Stored dataset items:
+++++

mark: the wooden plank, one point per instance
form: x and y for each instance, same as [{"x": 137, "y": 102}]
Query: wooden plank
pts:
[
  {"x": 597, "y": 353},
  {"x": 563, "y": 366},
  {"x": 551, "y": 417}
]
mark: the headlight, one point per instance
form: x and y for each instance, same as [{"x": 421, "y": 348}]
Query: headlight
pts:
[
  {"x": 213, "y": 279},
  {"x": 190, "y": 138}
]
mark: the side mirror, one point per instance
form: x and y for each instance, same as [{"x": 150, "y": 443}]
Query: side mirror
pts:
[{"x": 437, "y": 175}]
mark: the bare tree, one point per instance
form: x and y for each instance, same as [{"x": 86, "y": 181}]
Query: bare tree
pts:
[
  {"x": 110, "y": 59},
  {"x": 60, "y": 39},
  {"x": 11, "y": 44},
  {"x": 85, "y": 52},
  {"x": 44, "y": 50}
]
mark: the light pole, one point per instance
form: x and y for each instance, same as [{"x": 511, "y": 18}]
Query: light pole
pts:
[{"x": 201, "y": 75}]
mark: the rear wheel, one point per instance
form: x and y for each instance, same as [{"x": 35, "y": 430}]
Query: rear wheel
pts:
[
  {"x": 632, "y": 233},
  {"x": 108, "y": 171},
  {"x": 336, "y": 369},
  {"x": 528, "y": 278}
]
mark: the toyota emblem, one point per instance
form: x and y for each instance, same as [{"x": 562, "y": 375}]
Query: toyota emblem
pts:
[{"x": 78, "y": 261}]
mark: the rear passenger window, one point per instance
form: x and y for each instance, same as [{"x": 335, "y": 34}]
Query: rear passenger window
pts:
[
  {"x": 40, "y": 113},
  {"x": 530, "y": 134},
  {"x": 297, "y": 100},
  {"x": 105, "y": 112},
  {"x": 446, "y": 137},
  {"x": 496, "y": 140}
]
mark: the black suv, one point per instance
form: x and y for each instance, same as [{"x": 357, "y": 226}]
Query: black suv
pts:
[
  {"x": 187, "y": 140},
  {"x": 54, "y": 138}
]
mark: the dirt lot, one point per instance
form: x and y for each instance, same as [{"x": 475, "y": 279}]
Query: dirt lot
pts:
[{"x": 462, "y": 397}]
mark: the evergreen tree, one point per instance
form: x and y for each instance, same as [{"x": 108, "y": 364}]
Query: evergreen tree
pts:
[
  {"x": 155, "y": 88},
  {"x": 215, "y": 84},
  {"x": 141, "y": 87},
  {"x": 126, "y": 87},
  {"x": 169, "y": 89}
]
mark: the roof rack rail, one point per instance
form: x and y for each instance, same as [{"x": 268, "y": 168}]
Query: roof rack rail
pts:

+++++

▶ [Your task]: Copy all lines from the data that hold the word "toyota".

▶ [Solution]:
mark: the toyota emblem, one point per instance
Query: toyota emblem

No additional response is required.